### EXCERPT TO READ
The field of Software-Defined Networking (SDN) has witnessed various applications of machine learning (ML) approaches for the detection of Distributed Denial of Service (DDoS) attacks. Numerous studies have explored the effectiveness of different ML algorithms in enhancing security measures within SDN environments. One notable study conducted by [26] utilized supervised learning algorithms to address DDoS attacks based on flow fluctuations. Analyzing Packet_in requests from an emulated SDN network, they compared the performance of eight supervised learning models. However, their approach using a single feature for detection might not generalize well to all forms of attack traffic.
In contrast, [17] employed an Advanced SVM with a 5-tuple feature for detecting flooding-based DDoS attacks, achieving a 97% detection rate for TCP SYN flood and UDP Flooding. Yet, this approach focused on specific types of attacks, potentially neglecting other forms harmful to the network. The work of [28] took a comprehensive approach, considering three attack forms (TCP SYN, UDP, and ICMP) and transforming traffic features into a 6-tuple for detection. Although achieving a 95% accuracy with a low false alarm rate, the limited dataset may impact generalization.[12] aimed to improve accuracy using KNN and SVM models but only utilized two features, potentially limiting generalization. Similarly, [21] proposed a KPCA-GA-SVM algorithm, demonstrating a high accuracy of 98.09%. However, using traditional datasets might limit generalization capabilities.

### WRITTEN TASK A
Transcribe the passage on DDoS detection in SDN word for word, covering the stretch from "In contrast, [17]" through "limit generalization capabilities.".

### Saved data entries
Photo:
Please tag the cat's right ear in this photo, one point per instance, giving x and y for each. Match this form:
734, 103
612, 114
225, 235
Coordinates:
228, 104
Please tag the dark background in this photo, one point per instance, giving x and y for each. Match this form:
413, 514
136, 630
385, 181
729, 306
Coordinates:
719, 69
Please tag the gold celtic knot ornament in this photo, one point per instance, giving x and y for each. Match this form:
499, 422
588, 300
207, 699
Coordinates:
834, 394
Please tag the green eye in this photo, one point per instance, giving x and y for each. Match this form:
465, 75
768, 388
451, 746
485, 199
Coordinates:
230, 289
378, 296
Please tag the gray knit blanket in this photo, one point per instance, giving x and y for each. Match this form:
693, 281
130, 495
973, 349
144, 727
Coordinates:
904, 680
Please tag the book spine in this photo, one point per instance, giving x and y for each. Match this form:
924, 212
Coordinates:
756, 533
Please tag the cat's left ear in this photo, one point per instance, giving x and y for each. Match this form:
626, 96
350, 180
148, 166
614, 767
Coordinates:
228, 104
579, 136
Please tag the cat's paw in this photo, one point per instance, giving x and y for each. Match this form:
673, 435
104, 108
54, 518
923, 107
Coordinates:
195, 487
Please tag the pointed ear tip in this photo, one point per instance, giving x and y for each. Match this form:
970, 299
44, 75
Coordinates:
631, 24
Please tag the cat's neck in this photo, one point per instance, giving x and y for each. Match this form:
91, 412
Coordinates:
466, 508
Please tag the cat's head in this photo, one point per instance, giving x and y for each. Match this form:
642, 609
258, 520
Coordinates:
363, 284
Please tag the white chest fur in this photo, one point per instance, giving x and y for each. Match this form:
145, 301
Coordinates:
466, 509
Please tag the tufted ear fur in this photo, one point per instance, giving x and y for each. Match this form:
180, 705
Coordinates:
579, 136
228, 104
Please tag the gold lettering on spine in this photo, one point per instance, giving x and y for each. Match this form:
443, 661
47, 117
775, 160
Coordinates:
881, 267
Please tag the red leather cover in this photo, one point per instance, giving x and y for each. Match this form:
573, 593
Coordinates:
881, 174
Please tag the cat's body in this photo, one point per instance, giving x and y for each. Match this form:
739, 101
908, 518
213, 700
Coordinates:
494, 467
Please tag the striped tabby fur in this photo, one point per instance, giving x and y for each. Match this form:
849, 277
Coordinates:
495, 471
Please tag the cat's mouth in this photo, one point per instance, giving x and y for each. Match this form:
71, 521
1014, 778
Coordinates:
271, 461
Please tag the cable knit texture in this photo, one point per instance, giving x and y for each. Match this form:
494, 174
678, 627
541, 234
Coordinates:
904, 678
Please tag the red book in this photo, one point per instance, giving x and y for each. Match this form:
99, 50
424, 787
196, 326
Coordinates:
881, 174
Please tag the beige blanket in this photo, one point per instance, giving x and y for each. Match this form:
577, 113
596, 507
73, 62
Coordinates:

### WRITTEN TASK B
Extract each line of the rows that contains the string "book".

### EXERCISE SOLUTION A
In contrast, [17] employed an Advanced SVM with a 5-tuple feature for detecting flooding-based DDoS attacks, achieving a 97% detection rate for TCP SYN flood and UDP Flooding. Yet, this approach focused on specific types of attacks, potentially neglecting other forms harmful to the network. The work of [28] took a comprehensive approach, considering three attack forms (TCP SYN, UDP, and ICMP) and transforming traffic features into a 6-tuple for detection. Although achieving a 95% accuracy with a low false alarm rate, the limited dataset may impact generalization.[12] aimed to improve accuracy using KNN and SVM models but only utilized two features, potentially limiting generalization. Similarly, [21] proposed a KPCA-GA-SVM algorithm, demonstrating a high accuracy of 98.09%. However, using traditional datasets might limit generalization capabilities.

### EXERCISE SOLUTION B
Please tag the book spine in this photo, one point per instance, giving x and y for each. Match this form:
Please tag the red book in this photo, one point per instance, giving x and y for each. Match this form:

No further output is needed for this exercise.